### Gestellte Aufgabe
Gib aus dem Text über die Haltung der Bundesregierung zum Machtwechsel in Brasilien den Abschnitt wortgetreu wieder, der bei „Die Bundesregierung unterstützt“ anfängt und mit „deutschen Regierung gelobt.“ aufhört.

Die Bundesregierung unterstützt die Putschregierung in Brasilien

28.05.2016, Lesezeit 9 Min.
1

Die neue Interimsregierung in Brasilien vertritt die Interessen des Imperialismus. Deshalb möchte sie harte Angriffe auf die Arbeiter*innen und Jugendlichen durchführen. Dafür wird sie von der deutschen Regierung gelobt.

„Das, was dort geschehen ist, ist jedenfalls nach den Regeln der Verfassung erfolgt. Der ehemalige Vizepräsident hat jetzt die Amtsgeschäfte übernommen. Jetzt muss nach den Regeln der brasilianischen Verfassung alles seinen richtigen Gang gehen. Noch ist das Amtsenthebungsverfahren, das in Gang gesetzt ist, nicht abgeschlossen. Wir werden uns hüten, uns von Berlin aus auf diese Art und Weise kommentierend auf die Verhältnisse in Brasilien und in Brasília einzulassen.“

Das waren die Worte von Martin Schäfer, Sprecher des Auswärtigen Amtes, als er über die Einschätzung der Bundesregierung zum kürzlich vollzogenen Machtwechsel in Brasilien befragt wurde. Diese wohlwollende und abwartende Haltung gegenüber dem aktuellen Prozess kommt nicht von ungefähr. So hält die Bundesregierung auch alle diplomatischen Beziehungen aufrecht.

### Zeilen aus einem Zeige-Datensatz
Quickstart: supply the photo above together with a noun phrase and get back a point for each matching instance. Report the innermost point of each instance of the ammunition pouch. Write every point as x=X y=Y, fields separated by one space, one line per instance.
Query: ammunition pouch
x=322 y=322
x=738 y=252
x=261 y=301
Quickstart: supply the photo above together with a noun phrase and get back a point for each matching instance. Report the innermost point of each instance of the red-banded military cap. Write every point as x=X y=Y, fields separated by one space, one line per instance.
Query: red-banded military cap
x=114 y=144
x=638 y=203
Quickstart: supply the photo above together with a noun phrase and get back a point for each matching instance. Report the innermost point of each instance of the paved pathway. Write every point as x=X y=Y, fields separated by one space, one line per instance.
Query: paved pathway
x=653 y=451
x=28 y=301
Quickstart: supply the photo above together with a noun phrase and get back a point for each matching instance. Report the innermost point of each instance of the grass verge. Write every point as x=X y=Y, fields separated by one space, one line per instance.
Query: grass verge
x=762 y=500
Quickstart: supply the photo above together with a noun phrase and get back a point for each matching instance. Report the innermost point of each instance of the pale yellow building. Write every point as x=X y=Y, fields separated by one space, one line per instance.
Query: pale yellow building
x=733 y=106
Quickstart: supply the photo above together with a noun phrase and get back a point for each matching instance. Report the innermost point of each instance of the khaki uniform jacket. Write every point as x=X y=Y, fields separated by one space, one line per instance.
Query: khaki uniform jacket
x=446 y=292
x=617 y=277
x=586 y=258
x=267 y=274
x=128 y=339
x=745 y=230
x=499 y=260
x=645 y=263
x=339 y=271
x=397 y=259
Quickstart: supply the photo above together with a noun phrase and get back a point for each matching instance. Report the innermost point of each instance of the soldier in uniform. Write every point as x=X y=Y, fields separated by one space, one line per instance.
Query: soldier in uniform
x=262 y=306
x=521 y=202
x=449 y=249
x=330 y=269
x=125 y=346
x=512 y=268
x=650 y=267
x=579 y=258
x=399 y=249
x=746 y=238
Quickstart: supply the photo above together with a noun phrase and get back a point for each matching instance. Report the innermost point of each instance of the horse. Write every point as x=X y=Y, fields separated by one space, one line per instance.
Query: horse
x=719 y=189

### Antwort zur Aufgabe
Die Bundesregierung unterstützt die Putschregierung in Brasilien

28.05.2016, Lesezeit 9 Min.
1

Die neue Interimsregierung in Brasilien vertritt die Interessen des Imperialismus. Deshalb möchte sie harte Angriffe auf die Arbeiter*innen und Jugendlichen durchführen. Dafür wird sie von der deutschen Regierung gelobt.